DIRECTION - Count the lines of the records below that contain the string "stacked", with case mattering, and reply with the number alone.

++++ GIVEN DATA ++++

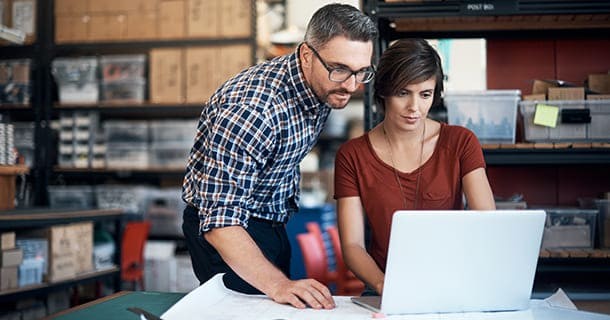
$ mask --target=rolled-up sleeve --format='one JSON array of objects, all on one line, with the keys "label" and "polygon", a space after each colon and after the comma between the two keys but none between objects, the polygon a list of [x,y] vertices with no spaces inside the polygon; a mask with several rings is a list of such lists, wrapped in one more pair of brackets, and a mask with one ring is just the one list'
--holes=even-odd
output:
[{"label": "rolled-up sleeve", "polygon": [[201,231],[247,227],[258,172],[266,162],[273,132],[265,117],[244,106],[223,105],[199,137]]}]

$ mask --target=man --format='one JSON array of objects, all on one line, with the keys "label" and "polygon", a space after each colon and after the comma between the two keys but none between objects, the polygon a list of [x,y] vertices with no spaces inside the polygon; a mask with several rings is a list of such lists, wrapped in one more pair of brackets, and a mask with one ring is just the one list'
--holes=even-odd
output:
[{"label": "man", "polygon": [[233,290],[334,307],[320,282],[289,279],[284,224],[298,210],[299,163],[330,110],[373,78],[376,36],[358,9],[324,6],[295,53],[244,70],[206,103],[183,184],[183,231],[199,281],[225,273]]}]

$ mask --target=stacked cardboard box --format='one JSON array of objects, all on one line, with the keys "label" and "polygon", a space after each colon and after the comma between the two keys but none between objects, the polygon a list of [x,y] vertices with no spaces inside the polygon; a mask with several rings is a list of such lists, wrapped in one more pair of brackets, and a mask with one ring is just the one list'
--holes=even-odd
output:
[{"label": "stacked cardboard box", "polygon": [[23,260],[23,251],[15,247],[15,232],[0,234],[0,291],[17,288],[18,270]]},{"label": "stacked cardboard box", "polygon": [[153,103],[202,103],[227,79],[252,64],[249,45],[162,48],[150,52]]},{"label": "stacked cardboard box", "polygon": [[249,37],[251,0],[56,0],[55,40]]},{"label": "stacked cardboard box", "polygon": [[[25,43],[36,40],[36,0],[0,0],[0,24],[25,33]],[[4,40],[0,42],[4,43]]]}]

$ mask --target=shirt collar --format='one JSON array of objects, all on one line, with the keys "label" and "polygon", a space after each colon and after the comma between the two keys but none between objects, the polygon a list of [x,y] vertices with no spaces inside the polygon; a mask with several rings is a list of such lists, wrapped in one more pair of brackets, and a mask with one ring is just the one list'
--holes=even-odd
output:
[{"label": "shirt collar", "polygon": [[301,45],[297,47],[288,59],[289,77],[294,86],[295,95],[305,111],[315,112],[317,109],[330,108],[325,102],[318,99],[305,81],[305,76],[301,70],[301,60],[299,59],[300,48]]}]

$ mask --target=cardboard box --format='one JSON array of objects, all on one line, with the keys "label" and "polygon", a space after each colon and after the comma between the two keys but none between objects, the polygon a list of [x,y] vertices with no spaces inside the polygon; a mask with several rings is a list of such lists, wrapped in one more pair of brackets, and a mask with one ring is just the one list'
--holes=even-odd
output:
[{"label": "cardboard box", "polygon": [[610,74],[590,74],[587,86],[595,93],[610,94]]},{"label": "cardboard box", "polygon": [[15,249],[15,232],[3,232],[0,234],[0,250]]},{"label": "cardboard box", "polygon": [[[81,0],[87,2],[87,0]],[[92,13],[156,11],[157,0],[88,0]]]},{"label": "cardboard box", "polygon": [[19,286],[17,282],[17,267],[0,268],[0,291],[14,289]]},{"label": "cardboard box", "polygon": [[20,248],[0,251],[0,267],[16,267],[23,261],[23,251]]},{"label": "cardboard box", "polygon": [[183,50],[175,48],[150,51],[149,85],[153,103],[183,103]]},{"label": "cardboard box", "polygon": [[49,282],[73,278],[76,275],[75,242],[70,228],[66,225],[53,226],[48,229],[49,237]]},{"label": "cardboard box", "polygon": [[249,45],[231,45],[220,48],[221,83],[251,65],[252,48]]},{"label": "cardboard box", "polygon": [[585,88],[549,88],[549,100],[585,100]]},{"label": "cardboard box", "polygon": [[92,14],[89,22],[91,41],[122,40],[127,36],[127,16],[125,14]]},{"label": "cardboard box", "polygon": [[220,48],[187,48],[185,55],[186,102],[205,102],[220,85]]},{"label": "cardboard box", "polygon": [[93,223],[81,222],[67,226],[74,239],[76,274],[93,270]]},{"label": "cardboard box", "polygon": [[13,0],[11,26],[25,32],[25,43],[36,40],[36,1]]},{"label": "cardboard box", "polygon": [[78,42],[89,38],[89,26],[91,17],[81,16],[56,16],[55,17],[55,42]]},{"label": "cardboard box", "polygon": [[250,0],[222,0],[220,36],[249,37],[252,34],[252,4]]},{"label": "cardboard box", "polygon": [[532,94],[547,94],[549,88],[558,87],[559,85],[555,81],[548,80],[534,80],[532,86]]},{"label": "cardboard box", "polygon": [[55,16],[80,16],[89,12],[89,1],[55,0]]},{"label": "cardboard box", "polygon": [[10,5],[10,0],[0,0],[0,8],[2,9],[0,10],[0,23],[5,26],[9,26],[11,22]]},{"label": "cardboard box", "polygon": [[127,13],[125,39],[153,40],[158,37],[157,11],[131,11]]},{"label": "cardboard box", "polygon": [[186,35],[186,3],[183,0],[159,2],[159,38],[179,39]]},{"label": "cardboard box", "polygon": [[188,0],[187,7],[187,37],[218,37],[220,34],[221,0]]}]

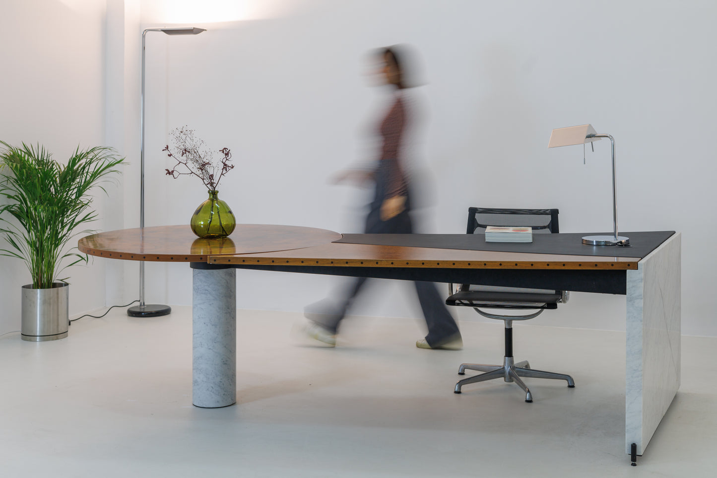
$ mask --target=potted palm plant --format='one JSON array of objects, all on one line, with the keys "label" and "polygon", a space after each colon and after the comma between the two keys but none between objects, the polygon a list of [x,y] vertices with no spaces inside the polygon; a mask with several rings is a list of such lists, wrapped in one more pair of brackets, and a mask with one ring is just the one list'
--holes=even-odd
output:
[{"label": "potted palm plant", "polygon": [[[68,278],[70,266],[87,262],[87,255],[68,248],[75,236],[90,230],[80,226],[97,219],[90,210],[88,191],[118,172],[124,159],[111,148],[79,147],[66,164],[52,159],[44,148],[4,141],[0,149],[0,233],[9,245],[0,255],[22,259],[32,283],[22,286],[22,337],[40,342],[67,336]],[[106,192],[106,191],[105,191]]]}]

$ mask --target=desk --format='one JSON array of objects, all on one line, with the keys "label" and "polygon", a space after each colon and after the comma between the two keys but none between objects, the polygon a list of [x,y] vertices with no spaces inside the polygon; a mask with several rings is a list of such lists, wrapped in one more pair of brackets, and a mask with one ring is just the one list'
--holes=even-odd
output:
[{"label": "desk", "polygon": [[[638,243],[647,238],[642,234],[628,235]],[[415,235],[401,235],[410,243]],[[595,246],[586,246],[592,248],[586,255],[561,255],[533,253],[530,245],[506,252],[397,245],[401,238],[394,245],[333,242],[341,237],[310,228],[239,225],[232,238],[207,240],[189,226],[165,226],[95,234],[78,247],[110,258],[191,263],[192,401],[206,408],[236,401],[236,268],[625,294],[625,451],[634,444],[642,454],[680,386],[679,233],[664,235],[636,257],[590,255]]]}]

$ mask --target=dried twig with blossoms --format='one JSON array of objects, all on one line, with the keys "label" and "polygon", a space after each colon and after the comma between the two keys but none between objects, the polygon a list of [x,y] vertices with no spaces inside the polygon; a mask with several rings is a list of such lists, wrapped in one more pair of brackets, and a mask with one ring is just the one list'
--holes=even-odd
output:
[{"label": "dried twig with blossoms", "polygon": [[[201,179],[208,189],[216,191],[222,177],[234,169],[234,164],[229,164],[232,160],[232,153],[229,148],[212,151],[206,147],[203,140],[194,136],[194,130],[186,126],[176,128],[169,135],[175,152],[172,152],[168,144],[162,151],[167,151],[167,156],[177,161],[177,164],[171,170],[165,169],[166,175],[171,176],[175,179],[184,174],[194,175]],[[213,160],[216,153],[219,153],[221,156]],[[176,170],[180,165],[184,167],[186,172]]]}]

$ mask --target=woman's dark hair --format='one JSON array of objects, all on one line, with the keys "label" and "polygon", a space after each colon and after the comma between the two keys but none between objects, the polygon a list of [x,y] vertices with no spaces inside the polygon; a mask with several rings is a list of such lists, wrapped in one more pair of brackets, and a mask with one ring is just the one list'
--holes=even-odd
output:
[{"label": "woman's dark hair", "polygon": [[398,72],[398,81],[396,86],[399,89],[409,88],[413,86],[411,80],[411,53],[409,49],[402,44],[394,44],[390,47],[379,48],[376,53],[386,62],[391,62]]}]

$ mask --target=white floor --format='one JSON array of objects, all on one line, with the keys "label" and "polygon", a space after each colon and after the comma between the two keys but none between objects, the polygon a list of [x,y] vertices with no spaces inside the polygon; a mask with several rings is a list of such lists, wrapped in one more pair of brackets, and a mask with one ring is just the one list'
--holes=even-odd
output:
[{"label": "white floor", "polygon": [[239,311],[239,401],[219,409],[191,405],[189,307],[6,335],[0,476],[717,476],[717,338],[683,338],[680,391],[632,467],[624,333],[516,324],[516,360],[576,381],[526,379],[526,403],[502,381],[452,392],[462,362],[502,362],[501,324],[462,322],[449,352],[415,347],[419,321],[355,318],[332,350],[298,344],[300,319]]}]

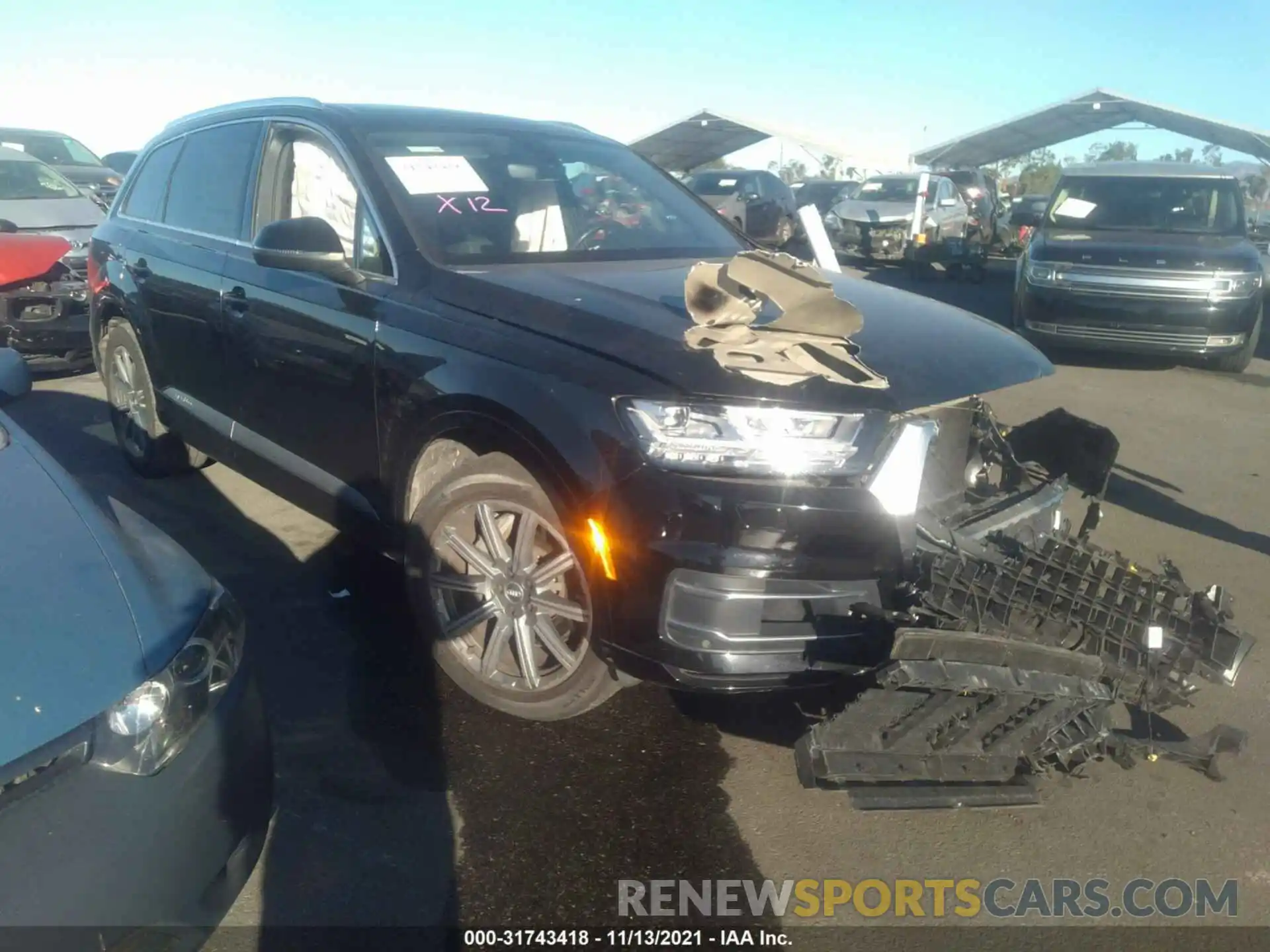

++++

TASK SOLUTION - 2